:: Data provided

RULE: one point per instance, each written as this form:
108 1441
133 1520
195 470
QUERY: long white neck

::::

Edit the data above so that "white" becomes "gray", and keep every other line unchanged.

RULE: one point per instance, each written as this form:
108 1441
133 1520
195 470
QUERY: long gray neck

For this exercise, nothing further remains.